» Requirement:
Print out the data below in full and exactly, skipping the pictures.

========================================

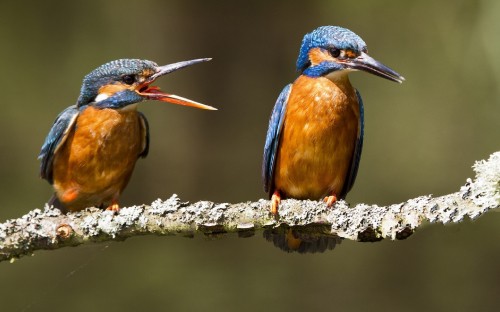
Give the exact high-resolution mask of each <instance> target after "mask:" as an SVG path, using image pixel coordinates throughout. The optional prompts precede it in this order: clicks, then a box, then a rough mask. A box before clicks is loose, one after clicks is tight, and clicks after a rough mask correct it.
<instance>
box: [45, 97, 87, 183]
mask: <svg viewBox="0 0 500 312" xmlns="http://www.w3.org/2000/svg"><path fill="white" fill-rule="evenodd" d="M79 113H80V109H79V108H78V107H76V105H72V106H70V107H68V108H66V109H65V110H63V111H62V112H61V113H60V114H59V115H58V116H57V118H56V120H55V121H54V125H53V126H52V128H51V129H50V131H49V134H48V135H47V137H46V138H45V142H44V143H43V145H42V149H41V151H40V154H39V155H38V159H39V160H40V161H41V164H40V177H42V178H43V179H45V180H47V181H49V183H50V184H52V183H53V180H52V163H53V161H54V153H55V152H56V150H57V148H58V147H59V146H60V145H61V143H64V141H65V140H66V138H67V135H68V133H69V132H70V130H71V128H72V127H73V125H74V124H75V121H76V118H77V117H78V114H79Z"/></svg>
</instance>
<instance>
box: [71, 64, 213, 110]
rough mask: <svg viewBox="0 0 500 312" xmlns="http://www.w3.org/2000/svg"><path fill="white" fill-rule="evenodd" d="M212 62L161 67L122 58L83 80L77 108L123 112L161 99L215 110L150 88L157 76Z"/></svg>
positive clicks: (172, 65)
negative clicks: (92, 108)
mask: <svg viewBox="0 0 500 312" xmlns="http://www.w3.org/2000/svg"><path fill="white" fill-rule="evenodd" d="M209 60H210V59H197V60H191V61H184V62H178V63H174V64H169V65H165V66H158V65H157V64H156V63H155V62H151V61H147V60H139V59H120V60H115V61H111V62H108V63H106V64H104V65H101V66H99V67H98V68H96V69H95V70H93V71H92V72H91V73H89V74H88V75H87V76H85V78H84V79H83V84H82V88H81V91H80V96H79V97H78V101H77V106H78V107H82V106H85V105H93V106H96V107H99V108H113V109H121V108H124V107H126V106H128V105H131V104H135V103H138V102H141V101H144V100H158V101H163V102H169V103H173V104H180V105H186V106H193V107H196V108H203V109H214V108H213V107H211V106H207V105H203V104H200V103H197V102H194V101H191V100H188V99H185V98H182V97H179V96H176V95H173V94H167V93H163V92H161V91H160V89H159V88H158V87H155V86H151V85H150V84H151V83H153V82H154V81H155V80H156V79H157V78H158V77H160V76H163V75H166V74H168V73H171V72H173V71H176V70H178V69H181V68H184V67H186V66H190V65H193V64H196V63H200V62H205V61H209Z"/></svg>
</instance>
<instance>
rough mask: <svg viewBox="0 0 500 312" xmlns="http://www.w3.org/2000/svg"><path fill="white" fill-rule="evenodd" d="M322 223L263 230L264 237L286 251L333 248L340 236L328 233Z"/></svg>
mask: <svg viewBox="0 0 500 312" xmlns="http://www.w3.org/2000/svg"><path fill="white" fill-rule="evenodd" d="M329 231H330V229H329V228H328V227H325V226H324V225H318V226H314V227H312V228H311V227H307V229H306V228H304V227H288V226H281V227H277V228H271V229H266V230H264V238H265V239H266V240H267V241H268V242H272V243H273V244H274V246H276V247H278V248H279V249H281V250H283V251H286V252H298V253H323V252H325V251H327V250H333V249H334V248H335V246H337V244H340V243H341V241H342V238H340V237H338V236H337V235H334V234H329V233H328V232H329Z"/></svg>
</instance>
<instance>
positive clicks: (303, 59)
mask: <svg viewBox="0 0 500 312" xmlns="http://www.w3.org/2000/svg"><path fill="white" fill-rule="evenodd" d="M296 67H297V71H298V72H299V73H300V76H299V77H298V78H297V79H296V80H295V81H294V82H293V83H291V84H288V85H287V86H285V88H284V89H283V91H281V94H280V95H279V97H278V99H277V101H276V104H275V106H274V109H273V111H272V113H271V117H270V120H269V128H268V130H267V135H266V142H265V146H264V157H263V165H262V179H263V183H264V190H265V191H266V192H267V193H268V194H269V197H270V199H271V213H272V214H273V215H274V216H277V215H278V207H279V204H280V201H281V199H282V198H296V199H312V200H319V199H323V200H324V201H325V202H326V203H327V205H328V206H329V207H330V206H332V205H333V204H334V203H335V201H337V199H344V198H345V196H346V194H347V193H348V192H349V191H350V190H351V188H352V186H353V184H354V181H355V179H356V174H357V172H358V167H359V161H360V157H361V150H362V148H363V134H364V112H363V101H362V100H361V96H360V94H359V92H358V91H357V90H356V89H355V88H353V87H352V85H351V83H350V81H349V76H348V74H349V73H350V72H352V71H356V70H362V71H365V72H367V73H370V74H374V75H377V76H379V77H382V78H385V79H388V80H391V81H394V82H398V83H402V82H403V81H404V80H405V79H404V78H403V76H401V75H400V74H398V73H397V72H395V71H394V70H392V69H390V68H389V67H387V66H385V65H383V64H382V63H380V62H378V61H376V60H375V59H373V58H372V57H371V56H369V55H368V50H367V47H366V44H365V42H364V41H363V39H361V38H360V37H359V36H358V35H356V34H355V33H354V32H352V31H350V30H348V29H346V28H342V27H338V26H322V27H319V28H317V29H315V30H313V31H312V32H310V33H308V34H306V35H305V36H304V38H303V40H302V45H301V47H300V51H299V56H298V59H297V64H296Z"/></svg>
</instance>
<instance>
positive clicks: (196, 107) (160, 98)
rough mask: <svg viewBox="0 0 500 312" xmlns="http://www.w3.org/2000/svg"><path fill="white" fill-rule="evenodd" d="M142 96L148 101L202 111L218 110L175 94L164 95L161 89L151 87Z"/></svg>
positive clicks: (207, 105)
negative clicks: (169, 104)
mask: <svg viewBox="0 0 500 312" xmlns="http://www.w3.org/2000/svg"><path fill="white" fill-rule="evenodd" d="M140 94H141V95H142V96H145V97H146V98H147V99H148V100H156V101H162V102H167V103H171V104H177V105H183V106H190V107H194V108H200V109H208V110H217V108H215V107H212V106H209V105H205V104H201V103H198V102H196V101H193V100H190V99H186V98H183V97H181V96H178V95H175V94H168V93H163V92H162V91H160V88H158V87H149V88H148V89H147V90H146V91H144V92H141V93H140Z"/></svg>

========================================

» Finished task:
Give the exact high-resolution mask of each <instance> target after "mask:" as an SVG path, using image pixel coordinates throughout. The optional prompts precede it in this order: clicks, then a box, then a rough mask. A box before clicks is loose, one after clicks is tight, and clicks after a rough mask correct it.
<instance>
box: [45, 97, 87, 183]
mask: <svg viewBox="0 0 500 312" xmlns="http://www.w3.org/2000/svg"><path fill="white" fill-rule="evenodd" d="M79 113H80V109H79V108H78V107H76V105H72V106H70V107H68V108H66V109H65V110H63V111H62V112H61V113H60V114H59V115H58V116H57V118H56V120H55V121H54V125H53V126H52V128H51V129H50V131H49V134H48V135H47V137H46V138H45V142H44V143H43V145H42V149H41V151H40V154H39V155H38V159H39V160H40V161H41V164H40V177H42V178H43V179H45V180H47V181H49V183H50V184H52V183H53V180H52V163H53V161H54V153H55V152H56V150H57V148H58V147H59V146H60V145H61V143H64V141H65V140H66V138H67V135H68V133H69V132H70V130H71V128H72V127H73V125H74V124H75V121H76V118H77V117H78V114H79Z"/></svg>
</instance>
<instance>
box: [71, 64, 213, 110]
rough mask: <svg viewBox="0 0 500 312" xmlns="http://www.w3.org/2000/svg"><path fill="white" fill-rule="evenodd" d="M212 62L161 67L122 58L83 80L77 108L123 112L161 99L215 110L150 88L157 76Z"/></svg>
positive clicks: (172, 65)
negative clicks: (92, 108)
mask: <svg viewBox="0 0 500 312" xmlns="http://www.w3.org/2000/svg"><path fill="white" fill-rule="evenodd" d="M209 60H210V59H197V60H191V61H184V62H178V63H174V64H169V65H165V66H158V65H157V64H156V63H155V62H151V61H147V60H139V59H120V60H115V61H111V62H108V63H106V64H104V65H101V66H99V67H98V68H96V69H95V70H93V71H92V72H91V73H89V74H88V75H87V76H85V78H84V79H83V84H82V88H81V91H80V96H79V97H78V101H77V106H78V107H82V106H85V105H93V106H96V107H99V108H113V109H121V108H124V107H126V106H128V105H131V104H135V103H138V102H141V101H144V100H158V101H163V102H169V103H173V104H180V105H186V106H193V107H196V108H203V109H214V108H213V107H211V106H207V105H203V104H200V103H197V102H194V101H191V100H188V99H185V98H182V97H179V96H176V95H173V94H167V93H163V92H161V91H160V89H159V88H158V87H155V86H151V85H150V84H151V83H153V82H154V81H155V80H156V79H157V78H158V77H160V76H163V75H166V74H168V73H171V72H173V71H176V70H178V69H181V68H184V67H186V66H190V65H193V64H196V63H200V62H205V61H209Z"/></svg>
</instance>
<instance>
rough mask: <svg viewBox="0 0 500 312" xmlns="http://www.w3.org/2000/svg"><path fill="white" fill-rule="evenodd" d="M322 223L263 230L264 237L286 251L333 248L340 236L328 233Z"/></svg>
mask: <svg viewBox="0 0 500 312" xmlns="http://www.w3.org/2000/svg"><path fill="white" fill-rule="evenodd" d="M329 231H330V229H329V228H328V227H325V226H324V225H318V226H314V227H312V228H311V227H307V229H306V228H304V227H288V226H281V227H277V228H271V229H266V230H264V238H265V239H266V240H267V241H268V242H272V243H273V244H274V246H276V247H278V248H279V249H281V250H283V251H286V252H298V253H323V252H325V251H327V250H333V249H334V248H335V246H337V244H340V243H341V241H342V238H340V237H338V236H337V235H334V234H329V233H328V232H329Z"/></svg>
</instance>
<instance>
positive clicks: (303, 59)
mask: <svg viewBox="0 0 500 312" xmlns="http://www.w3.org/2000/svg"><path fill="white" fill-rule="evenodd" d="M296 67H297V71H298V72H299V73H300V76H299V77H298V78H297V79H296V80H295V81H294V82H293V83H291V84H288V85H287V86H285V88H284V89H283V91H281V94H280V95H279V97H278V99H277V101H276V104H275V106H274V109H273V111H272V113H271V117H270V120H269V128H268V130H267V135H266V142H265V146H264V157H263V165H262V179H263V183H264V190H265V191H266V192H267V193H268V194H269V197H270V199H271V213H272V214H273V215H274V216H277V215H278V207H279V204H280V201H281V199H282V198H296V199H312V200H319V199H323V200H324V201H325V202H326V203H327V205H328V206H329V207H330V206H332V205H333V204H334V203H335V201H337V199H344V198H345V196H346V194H347V193H348V192H349V191H350V190H351V188H352V186H353V184H354V181H355V179H356V174H357V172H358V167H359V161H360V157H361V150H362V148H363V134H364V112H363V101H362V100H361V96H360V94H359V92H358V91H357V90H356V89H355V88H353V87H352V85H351V83H350V81H349V76H348V74H349V73H350V72H352V71H356V70H362V71H365V72H367V73H370V74H374V75H377V76H379V77H382V78H385V79H388V80H391V81H394V82H398V83H402V82H403V81H404V80H405V79H404V78H403V76H401V75H400V74H398V73H397V72H395V71H394V70H392V69H390V68H389V67H387V66H385V65H383V64H382V63H380V62H378V61H376V60H375V59H373V58H372V57H371V56H369V55H368V50H367V47H366V44H365V42H364V41H363V39H361V38H360V37H359V36H358V35H356V34H355V33H354V32H352V31H350V30H348V29H346V28H342V27H338V26H322V27H319V28H317V29H315V30H313V31H312V32H310V33H308V34H306V35H305V36H304V38H303V40H302V45H301V47H300V51H299V56H298V59H297V64H296Z"/></svg>
</instance>
<instance>
positive clicks: (196, 107) (160, 98)
rough mask: <svg viewBox="0 0 500 312" xmlns="http://www.w3.org/2000/svg"><path fill="white" fill-rule="evenodd" d="M142 96L148 101L202 111L218 110L175 94L164 95L161 89L151 87Z"/></svg>
positive clicks: (207, 105)
negative clicks: (169, 104)
mask: <svg viewBox="0 0 500 312" xmlns="http://www.w3.org/2000/svg"><path fill="white" fill-rule="evenodd" d="M140 94H141V95H142V96H145V97H146V98H147V99H148V100H156V101H162V102H167V103H171V104H177V105H183V106H190V107H194V108H200V109H208V110H217V108H215V107H212V106H209V105H205V104H201V103H198V102H196V101H193V100H190V99H186V98H183V97H181V96H178V95H175V94H168V93H163V92H162V91H160V88H158V87H149V88H148V89H147V90H146V91H144V92H141V93H140Z"/></svg>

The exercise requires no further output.